Segment Open
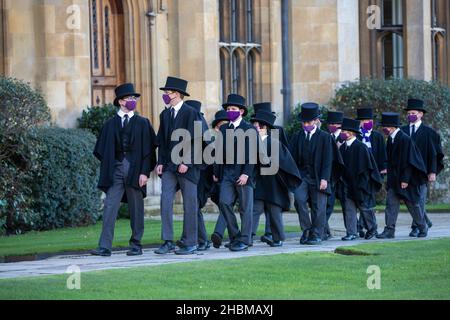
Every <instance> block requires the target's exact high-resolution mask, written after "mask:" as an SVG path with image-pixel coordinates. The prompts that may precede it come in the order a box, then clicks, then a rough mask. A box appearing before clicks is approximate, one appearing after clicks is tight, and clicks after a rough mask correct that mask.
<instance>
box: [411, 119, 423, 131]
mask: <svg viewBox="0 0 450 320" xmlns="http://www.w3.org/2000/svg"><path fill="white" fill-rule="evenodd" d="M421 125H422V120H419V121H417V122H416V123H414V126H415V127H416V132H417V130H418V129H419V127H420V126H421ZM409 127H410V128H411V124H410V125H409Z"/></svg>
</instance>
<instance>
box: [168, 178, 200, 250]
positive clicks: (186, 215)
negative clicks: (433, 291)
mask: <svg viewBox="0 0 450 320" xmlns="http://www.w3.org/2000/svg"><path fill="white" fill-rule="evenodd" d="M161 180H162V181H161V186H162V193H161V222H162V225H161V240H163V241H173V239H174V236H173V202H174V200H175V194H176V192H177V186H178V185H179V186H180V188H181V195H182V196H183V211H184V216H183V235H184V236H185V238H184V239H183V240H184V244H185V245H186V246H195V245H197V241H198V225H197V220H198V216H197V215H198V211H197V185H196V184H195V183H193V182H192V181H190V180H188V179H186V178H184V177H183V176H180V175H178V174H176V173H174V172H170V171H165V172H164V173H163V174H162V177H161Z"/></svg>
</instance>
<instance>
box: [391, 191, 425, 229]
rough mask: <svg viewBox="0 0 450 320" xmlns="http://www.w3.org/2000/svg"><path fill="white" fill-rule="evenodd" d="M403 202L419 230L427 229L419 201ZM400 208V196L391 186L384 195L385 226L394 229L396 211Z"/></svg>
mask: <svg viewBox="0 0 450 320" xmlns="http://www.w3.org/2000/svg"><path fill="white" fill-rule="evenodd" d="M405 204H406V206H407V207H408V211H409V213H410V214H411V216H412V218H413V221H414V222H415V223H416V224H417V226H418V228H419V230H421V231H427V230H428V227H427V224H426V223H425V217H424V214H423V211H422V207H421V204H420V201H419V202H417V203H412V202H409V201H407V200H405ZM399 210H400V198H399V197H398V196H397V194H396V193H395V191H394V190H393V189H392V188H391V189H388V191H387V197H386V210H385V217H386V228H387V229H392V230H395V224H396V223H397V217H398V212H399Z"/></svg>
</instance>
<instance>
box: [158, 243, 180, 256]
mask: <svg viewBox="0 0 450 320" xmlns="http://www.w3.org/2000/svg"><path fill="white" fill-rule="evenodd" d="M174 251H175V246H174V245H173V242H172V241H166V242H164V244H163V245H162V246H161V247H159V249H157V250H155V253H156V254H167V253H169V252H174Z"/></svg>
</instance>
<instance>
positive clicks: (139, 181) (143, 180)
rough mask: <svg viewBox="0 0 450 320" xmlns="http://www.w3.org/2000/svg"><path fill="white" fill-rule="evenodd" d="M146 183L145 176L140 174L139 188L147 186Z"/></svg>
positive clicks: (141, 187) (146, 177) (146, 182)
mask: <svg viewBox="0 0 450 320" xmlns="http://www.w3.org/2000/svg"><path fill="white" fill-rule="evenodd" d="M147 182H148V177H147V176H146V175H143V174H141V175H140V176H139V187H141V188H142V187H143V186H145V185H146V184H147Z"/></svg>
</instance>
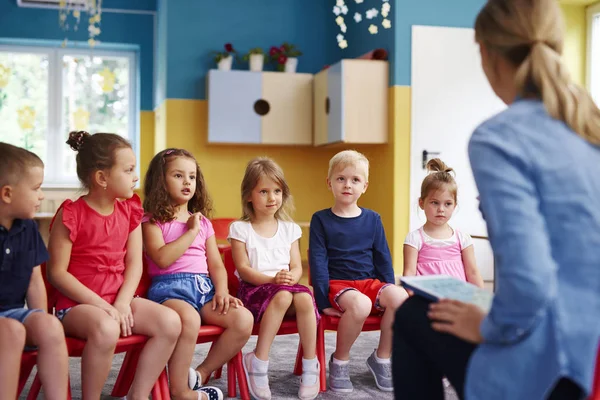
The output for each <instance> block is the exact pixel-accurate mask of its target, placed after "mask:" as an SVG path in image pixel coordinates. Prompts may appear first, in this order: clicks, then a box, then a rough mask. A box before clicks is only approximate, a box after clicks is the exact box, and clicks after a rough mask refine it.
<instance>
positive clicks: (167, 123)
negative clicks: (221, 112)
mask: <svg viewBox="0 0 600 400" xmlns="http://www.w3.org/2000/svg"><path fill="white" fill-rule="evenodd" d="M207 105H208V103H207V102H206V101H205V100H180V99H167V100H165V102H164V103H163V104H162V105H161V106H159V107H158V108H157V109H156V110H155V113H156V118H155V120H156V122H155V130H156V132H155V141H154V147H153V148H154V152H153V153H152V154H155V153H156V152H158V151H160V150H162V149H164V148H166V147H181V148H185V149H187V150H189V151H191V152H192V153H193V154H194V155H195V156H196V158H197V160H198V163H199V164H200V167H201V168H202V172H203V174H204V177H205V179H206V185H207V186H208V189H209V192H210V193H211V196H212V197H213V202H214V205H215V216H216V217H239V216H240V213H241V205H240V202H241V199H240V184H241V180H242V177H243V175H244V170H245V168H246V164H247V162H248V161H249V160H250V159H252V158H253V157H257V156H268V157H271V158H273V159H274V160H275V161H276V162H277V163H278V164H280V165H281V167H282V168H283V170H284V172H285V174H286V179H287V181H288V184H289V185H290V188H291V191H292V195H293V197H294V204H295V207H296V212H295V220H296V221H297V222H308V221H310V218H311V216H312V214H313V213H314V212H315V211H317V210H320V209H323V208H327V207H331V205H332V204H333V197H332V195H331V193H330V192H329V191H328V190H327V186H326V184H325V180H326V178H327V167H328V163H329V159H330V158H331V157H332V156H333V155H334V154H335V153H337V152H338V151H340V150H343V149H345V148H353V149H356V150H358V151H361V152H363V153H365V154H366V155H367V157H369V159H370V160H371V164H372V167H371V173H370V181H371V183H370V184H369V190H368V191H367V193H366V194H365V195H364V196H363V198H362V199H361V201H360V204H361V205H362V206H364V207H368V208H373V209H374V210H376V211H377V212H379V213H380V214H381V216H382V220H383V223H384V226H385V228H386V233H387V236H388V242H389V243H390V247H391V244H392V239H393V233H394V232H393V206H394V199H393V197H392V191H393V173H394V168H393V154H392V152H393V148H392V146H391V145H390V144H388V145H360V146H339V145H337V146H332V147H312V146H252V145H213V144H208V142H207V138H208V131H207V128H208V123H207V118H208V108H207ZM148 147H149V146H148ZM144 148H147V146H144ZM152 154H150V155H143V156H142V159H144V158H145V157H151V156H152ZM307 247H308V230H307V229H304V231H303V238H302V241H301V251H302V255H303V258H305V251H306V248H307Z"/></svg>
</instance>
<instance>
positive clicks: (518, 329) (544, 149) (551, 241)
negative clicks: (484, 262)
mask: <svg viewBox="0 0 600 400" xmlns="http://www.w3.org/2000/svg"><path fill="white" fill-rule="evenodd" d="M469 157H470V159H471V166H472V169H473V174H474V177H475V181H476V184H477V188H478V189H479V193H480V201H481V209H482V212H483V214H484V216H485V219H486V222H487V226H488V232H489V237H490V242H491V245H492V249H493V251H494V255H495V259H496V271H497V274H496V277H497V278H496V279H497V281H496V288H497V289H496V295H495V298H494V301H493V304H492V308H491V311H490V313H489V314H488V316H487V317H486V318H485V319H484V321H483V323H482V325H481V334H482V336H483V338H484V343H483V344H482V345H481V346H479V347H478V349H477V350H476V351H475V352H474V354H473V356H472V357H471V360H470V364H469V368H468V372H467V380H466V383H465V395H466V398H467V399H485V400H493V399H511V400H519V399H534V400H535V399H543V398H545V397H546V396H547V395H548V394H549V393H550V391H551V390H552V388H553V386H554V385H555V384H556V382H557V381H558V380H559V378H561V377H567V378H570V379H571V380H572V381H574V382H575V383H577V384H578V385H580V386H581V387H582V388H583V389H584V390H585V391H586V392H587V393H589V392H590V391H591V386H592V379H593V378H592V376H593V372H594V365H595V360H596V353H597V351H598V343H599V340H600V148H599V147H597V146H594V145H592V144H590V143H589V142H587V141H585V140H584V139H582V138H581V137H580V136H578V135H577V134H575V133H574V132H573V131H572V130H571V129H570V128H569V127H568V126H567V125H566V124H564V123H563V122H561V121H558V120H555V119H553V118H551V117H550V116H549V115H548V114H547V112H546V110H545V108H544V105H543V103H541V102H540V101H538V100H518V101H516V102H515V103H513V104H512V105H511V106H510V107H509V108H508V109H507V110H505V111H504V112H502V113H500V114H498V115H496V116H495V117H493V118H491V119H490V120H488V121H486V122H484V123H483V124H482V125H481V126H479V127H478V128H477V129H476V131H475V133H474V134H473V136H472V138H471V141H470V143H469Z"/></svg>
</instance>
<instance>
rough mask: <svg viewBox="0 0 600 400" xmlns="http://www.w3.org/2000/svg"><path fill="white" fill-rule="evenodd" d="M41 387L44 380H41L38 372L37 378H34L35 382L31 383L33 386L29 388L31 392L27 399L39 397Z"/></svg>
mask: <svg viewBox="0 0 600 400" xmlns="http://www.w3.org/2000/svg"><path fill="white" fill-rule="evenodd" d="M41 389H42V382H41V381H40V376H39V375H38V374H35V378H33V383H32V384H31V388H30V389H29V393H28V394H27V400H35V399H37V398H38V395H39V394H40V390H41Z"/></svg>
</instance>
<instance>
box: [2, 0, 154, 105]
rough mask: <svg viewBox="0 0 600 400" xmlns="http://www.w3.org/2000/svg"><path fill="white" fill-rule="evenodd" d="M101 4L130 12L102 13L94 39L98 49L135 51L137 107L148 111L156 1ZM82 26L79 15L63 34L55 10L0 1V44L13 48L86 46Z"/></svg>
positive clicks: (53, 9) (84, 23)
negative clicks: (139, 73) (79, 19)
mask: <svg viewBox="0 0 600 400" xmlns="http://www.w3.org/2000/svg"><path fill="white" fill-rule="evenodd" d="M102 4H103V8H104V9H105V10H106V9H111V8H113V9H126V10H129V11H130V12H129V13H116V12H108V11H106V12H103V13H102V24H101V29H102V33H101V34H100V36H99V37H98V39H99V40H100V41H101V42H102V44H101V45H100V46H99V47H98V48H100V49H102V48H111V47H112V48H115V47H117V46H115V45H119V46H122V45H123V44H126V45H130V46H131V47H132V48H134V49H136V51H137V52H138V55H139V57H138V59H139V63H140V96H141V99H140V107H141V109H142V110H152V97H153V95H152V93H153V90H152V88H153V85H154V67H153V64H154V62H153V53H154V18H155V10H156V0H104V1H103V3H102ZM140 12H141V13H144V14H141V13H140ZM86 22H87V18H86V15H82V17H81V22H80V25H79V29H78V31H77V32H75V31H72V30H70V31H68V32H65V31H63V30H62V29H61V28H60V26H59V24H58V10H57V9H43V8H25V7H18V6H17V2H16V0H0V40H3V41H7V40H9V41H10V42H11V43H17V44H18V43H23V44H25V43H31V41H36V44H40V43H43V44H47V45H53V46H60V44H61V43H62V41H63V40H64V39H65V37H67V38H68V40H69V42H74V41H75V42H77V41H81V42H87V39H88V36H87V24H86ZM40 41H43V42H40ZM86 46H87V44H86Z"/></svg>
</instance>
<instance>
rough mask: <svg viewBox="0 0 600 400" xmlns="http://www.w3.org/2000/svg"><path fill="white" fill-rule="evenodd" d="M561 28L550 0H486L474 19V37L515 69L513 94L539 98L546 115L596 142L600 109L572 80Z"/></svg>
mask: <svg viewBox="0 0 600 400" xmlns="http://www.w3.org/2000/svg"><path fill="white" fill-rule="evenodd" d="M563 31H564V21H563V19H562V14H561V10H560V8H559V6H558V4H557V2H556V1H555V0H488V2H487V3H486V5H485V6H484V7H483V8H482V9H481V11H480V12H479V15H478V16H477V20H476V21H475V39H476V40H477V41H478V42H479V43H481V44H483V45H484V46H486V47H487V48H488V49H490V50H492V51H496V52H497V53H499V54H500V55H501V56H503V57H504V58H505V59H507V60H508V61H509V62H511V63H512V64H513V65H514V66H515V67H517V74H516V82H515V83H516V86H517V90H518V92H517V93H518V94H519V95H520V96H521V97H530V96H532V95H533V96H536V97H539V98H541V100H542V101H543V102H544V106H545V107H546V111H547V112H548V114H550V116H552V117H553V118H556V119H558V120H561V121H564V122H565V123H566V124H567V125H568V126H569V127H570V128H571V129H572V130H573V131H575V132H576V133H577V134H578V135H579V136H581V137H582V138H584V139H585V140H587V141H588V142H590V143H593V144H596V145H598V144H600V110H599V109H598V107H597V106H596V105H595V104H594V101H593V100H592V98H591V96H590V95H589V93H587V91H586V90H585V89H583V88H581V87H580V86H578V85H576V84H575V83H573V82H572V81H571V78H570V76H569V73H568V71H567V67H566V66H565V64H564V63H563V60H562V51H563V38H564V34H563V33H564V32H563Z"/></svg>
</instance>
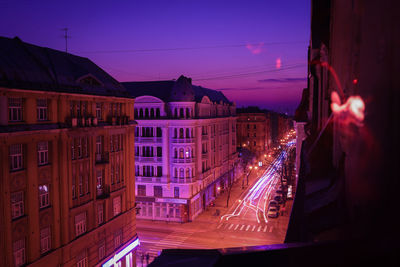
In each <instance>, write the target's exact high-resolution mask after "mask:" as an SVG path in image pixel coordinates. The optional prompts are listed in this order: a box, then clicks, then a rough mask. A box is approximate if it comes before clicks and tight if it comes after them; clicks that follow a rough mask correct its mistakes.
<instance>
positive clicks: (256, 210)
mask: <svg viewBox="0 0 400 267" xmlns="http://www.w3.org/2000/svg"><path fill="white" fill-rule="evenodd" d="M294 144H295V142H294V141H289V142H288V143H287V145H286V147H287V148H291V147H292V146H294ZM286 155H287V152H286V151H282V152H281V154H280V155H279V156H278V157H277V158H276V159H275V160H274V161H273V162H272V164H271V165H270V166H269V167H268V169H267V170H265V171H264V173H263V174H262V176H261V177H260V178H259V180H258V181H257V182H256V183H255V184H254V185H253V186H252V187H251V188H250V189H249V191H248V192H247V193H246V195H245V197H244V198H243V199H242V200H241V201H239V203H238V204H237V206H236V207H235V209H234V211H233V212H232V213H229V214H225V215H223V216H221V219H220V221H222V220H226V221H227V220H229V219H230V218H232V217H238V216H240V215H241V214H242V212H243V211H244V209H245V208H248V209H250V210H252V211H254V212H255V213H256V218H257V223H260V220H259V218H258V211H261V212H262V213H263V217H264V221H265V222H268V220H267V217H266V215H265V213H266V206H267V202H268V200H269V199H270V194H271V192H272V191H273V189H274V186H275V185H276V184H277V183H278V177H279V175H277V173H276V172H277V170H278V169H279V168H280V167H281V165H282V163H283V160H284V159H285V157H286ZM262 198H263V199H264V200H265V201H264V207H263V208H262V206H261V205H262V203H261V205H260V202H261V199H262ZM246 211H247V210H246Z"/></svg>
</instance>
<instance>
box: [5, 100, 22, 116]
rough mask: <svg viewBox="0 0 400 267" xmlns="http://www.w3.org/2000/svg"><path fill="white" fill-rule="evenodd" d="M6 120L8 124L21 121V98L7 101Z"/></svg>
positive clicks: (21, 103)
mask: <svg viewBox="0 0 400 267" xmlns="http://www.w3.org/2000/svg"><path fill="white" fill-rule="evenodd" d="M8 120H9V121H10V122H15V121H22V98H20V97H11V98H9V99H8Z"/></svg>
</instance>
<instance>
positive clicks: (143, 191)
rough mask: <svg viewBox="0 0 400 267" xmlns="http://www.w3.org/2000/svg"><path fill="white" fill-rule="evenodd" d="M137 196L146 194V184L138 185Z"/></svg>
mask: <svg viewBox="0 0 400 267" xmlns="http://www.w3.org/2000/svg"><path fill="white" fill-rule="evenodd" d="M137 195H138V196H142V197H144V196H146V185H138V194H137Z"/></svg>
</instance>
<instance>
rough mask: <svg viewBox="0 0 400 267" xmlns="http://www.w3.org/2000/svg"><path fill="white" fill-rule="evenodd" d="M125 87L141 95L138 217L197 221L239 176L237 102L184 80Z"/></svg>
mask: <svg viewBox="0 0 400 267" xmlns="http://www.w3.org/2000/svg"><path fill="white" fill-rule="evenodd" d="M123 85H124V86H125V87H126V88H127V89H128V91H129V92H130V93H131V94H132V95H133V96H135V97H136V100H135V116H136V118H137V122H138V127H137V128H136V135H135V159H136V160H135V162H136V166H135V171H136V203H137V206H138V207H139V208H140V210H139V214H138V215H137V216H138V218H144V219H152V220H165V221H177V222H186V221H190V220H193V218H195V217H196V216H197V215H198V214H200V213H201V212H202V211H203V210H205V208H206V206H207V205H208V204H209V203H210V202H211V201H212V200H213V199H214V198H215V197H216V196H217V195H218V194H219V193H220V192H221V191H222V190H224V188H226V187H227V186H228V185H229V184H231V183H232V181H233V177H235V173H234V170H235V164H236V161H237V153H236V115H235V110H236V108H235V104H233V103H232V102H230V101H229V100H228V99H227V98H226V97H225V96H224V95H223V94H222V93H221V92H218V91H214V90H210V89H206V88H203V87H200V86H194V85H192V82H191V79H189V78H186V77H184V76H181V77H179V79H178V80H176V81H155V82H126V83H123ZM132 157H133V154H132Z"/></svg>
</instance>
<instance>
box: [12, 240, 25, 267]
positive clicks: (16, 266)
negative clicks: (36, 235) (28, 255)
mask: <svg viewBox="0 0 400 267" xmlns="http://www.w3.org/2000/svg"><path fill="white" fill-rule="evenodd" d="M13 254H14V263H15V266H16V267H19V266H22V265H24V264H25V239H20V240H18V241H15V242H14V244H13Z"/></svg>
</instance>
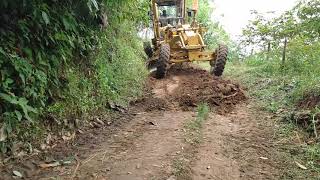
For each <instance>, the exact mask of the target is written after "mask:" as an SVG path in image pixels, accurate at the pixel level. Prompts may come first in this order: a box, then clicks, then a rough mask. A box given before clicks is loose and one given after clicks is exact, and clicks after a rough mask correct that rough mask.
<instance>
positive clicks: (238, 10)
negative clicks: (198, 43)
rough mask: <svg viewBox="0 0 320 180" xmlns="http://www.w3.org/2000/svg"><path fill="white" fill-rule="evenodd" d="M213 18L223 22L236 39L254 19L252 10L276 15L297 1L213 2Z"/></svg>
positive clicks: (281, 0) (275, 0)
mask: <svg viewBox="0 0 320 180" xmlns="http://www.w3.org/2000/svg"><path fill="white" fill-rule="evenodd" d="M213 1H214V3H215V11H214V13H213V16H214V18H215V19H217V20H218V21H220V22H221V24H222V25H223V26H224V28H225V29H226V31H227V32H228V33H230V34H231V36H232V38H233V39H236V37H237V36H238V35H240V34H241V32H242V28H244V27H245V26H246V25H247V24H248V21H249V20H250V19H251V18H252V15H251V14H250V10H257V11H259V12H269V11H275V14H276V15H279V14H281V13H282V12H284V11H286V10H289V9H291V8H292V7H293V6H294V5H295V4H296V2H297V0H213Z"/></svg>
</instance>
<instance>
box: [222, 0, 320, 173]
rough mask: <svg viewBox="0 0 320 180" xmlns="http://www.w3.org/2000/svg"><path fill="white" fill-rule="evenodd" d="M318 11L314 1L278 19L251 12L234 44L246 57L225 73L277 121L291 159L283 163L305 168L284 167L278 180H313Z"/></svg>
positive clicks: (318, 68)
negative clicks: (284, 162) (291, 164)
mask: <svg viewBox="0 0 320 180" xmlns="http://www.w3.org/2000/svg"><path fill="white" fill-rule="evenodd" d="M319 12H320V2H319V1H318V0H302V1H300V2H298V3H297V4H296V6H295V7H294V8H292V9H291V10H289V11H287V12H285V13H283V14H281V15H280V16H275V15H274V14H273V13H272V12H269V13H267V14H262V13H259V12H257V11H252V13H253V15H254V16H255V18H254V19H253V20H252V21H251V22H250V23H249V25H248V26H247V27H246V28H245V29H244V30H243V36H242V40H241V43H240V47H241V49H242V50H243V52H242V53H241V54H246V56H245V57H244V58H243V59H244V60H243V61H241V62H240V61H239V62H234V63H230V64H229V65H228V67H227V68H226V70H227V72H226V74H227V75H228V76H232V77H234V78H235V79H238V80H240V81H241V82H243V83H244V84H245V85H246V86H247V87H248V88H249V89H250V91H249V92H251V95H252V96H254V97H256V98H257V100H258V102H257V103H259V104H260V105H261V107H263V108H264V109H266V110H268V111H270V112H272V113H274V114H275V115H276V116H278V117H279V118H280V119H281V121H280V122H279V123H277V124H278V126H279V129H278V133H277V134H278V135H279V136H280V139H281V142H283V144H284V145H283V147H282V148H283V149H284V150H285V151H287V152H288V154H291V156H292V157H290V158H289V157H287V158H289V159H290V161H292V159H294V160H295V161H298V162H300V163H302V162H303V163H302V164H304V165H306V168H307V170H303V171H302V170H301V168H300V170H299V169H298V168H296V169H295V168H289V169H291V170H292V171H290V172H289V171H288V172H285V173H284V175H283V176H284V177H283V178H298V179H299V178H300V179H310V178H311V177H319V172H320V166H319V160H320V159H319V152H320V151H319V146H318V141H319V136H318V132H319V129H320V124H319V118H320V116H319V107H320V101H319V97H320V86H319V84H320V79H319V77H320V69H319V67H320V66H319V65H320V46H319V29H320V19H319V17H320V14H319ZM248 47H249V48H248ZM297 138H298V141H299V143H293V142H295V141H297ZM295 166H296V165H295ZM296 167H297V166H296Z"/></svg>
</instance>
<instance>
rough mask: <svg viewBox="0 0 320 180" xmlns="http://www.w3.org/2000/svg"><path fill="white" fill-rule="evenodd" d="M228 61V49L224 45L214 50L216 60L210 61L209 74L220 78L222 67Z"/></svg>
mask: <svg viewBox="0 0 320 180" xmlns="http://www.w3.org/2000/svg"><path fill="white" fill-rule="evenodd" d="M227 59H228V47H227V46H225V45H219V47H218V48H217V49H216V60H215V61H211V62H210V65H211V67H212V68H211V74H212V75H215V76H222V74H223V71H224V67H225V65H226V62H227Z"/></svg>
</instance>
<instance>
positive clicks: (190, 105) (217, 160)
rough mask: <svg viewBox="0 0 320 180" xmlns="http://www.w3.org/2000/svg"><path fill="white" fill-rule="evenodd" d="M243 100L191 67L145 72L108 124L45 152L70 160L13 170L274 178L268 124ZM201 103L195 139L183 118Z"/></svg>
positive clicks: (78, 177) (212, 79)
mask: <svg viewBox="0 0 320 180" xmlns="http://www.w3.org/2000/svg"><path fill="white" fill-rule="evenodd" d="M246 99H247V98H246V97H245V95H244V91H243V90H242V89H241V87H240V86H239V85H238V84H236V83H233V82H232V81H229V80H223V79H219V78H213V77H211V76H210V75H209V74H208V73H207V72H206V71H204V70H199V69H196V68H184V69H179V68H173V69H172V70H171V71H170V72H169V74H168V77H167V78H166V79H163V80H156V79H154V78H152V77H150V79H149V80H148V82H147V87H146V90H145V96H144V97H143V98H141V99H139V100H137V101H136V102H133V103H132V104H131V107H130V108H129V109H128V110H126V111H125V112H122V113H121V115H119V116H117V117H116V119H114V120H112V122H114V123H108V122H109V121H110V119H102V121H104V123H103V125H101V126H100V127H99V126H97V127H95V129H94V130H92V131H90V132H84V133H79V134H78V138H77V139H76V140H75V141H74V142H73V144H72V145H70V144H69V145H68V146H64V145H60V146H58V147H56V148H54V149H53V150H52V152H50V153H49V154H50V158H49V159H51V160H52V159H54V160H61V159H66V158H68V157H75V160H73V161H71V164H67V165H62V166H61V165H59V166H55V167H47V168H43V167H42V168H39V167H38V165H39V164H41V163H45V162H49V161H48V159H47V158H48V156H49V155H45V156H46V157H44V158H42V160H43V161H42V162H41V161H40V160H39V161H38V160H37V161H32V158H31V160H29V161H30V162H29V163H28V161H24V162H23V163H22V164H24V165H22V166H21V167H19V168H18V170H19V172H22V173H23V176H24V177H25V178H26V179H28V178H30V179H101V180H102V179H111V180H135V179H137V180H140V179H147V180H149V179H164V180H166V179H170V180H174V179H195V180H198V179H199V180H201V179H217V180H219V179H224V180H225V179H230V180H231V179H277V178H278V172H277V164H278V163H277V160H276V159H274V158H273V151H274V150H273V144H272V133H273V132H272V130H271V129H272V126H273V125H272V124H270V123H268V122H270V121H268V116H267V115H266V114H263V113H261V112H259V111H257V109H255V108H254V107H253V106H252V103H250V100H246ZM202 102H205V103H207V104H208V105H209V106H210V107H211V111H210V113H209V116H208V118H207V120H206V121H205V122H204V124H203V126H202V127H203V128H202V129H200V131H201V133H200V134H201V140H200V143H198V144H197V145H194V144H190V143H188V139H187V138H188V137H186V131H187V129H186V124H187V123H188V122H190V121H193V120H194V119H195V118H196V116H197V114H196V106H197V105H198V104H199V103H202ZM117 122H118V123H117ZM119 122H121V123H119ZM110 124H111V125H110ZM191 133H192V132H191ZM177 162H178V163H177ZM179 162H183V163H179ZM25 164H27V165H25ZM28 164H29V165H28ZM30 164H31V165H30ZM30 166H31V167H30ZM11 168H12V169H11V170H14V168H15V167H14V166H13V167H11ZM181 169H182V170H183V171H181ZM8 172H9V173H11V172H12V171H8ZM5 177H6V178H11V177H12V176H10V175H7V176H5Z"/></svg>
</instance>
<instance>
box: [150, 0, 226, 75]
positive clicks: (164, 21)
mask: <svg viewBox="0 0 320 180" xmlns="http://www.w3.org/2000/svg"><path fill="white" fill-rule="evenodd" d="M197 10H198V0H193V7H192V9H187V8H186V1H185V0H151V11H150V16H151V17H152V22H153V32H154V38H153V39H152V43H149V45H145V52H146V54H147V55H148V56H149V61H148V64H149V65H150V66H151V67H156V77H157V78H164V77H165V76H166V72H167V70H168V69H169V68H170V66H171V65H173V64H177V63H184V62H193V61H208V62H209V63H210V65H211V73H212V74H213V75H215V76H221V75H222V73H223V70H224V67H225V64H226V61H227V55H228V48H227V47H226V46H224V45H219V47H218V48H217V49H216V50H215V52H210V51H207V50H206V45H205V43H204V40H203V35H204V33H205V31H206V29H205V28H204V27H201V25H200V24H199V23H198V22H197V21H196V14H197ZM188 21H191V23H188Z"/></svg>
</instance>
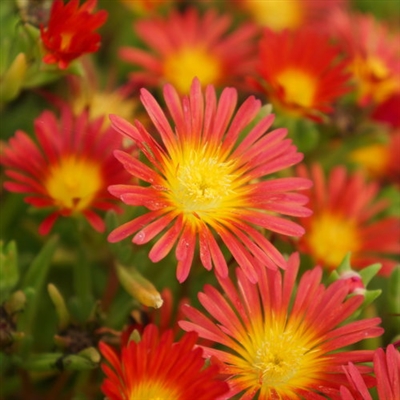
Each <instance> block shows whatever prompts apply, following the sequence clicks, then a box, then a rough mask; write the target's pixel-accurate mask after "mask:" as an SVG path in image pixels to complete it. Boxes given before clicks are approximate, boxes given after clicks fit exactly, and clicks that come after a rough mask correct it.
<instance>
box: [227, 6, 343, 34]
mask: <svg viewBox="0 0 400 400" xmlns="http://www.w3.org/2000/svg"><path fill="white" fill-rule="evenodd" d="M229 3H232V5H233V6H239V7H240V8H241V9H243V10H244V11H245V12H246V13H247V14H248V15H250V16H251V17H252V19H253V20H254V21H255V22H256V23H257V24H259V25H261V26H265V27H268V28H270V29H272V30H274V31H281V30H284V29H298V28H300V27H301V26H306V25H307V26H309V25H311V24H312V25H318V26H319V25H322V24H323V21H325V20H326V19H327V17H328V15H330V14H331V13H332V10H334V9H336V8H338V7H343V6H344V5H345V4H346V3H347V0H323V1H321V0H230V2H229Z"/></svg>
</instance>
Segment Closed
About this task:
Reproduce the part of the listing that opens at its start and closes with the line containing "box: [411, 119, 423, 131]", including both ends. Leave the pictures out of your answer.

Answer section:
Every <instance> block requires the target's exact high-resolution mask, written after "mask:" as an SVG path with image-pixel coordinates. The prompts that may precede it come in the order a box, then clicks, then a rough mask. A box appearing before clicks is approximate, one appearing after clicks is tight, and clicks after a rough mask correct that mask.
<instance>
box: [411, 119, 423, 131]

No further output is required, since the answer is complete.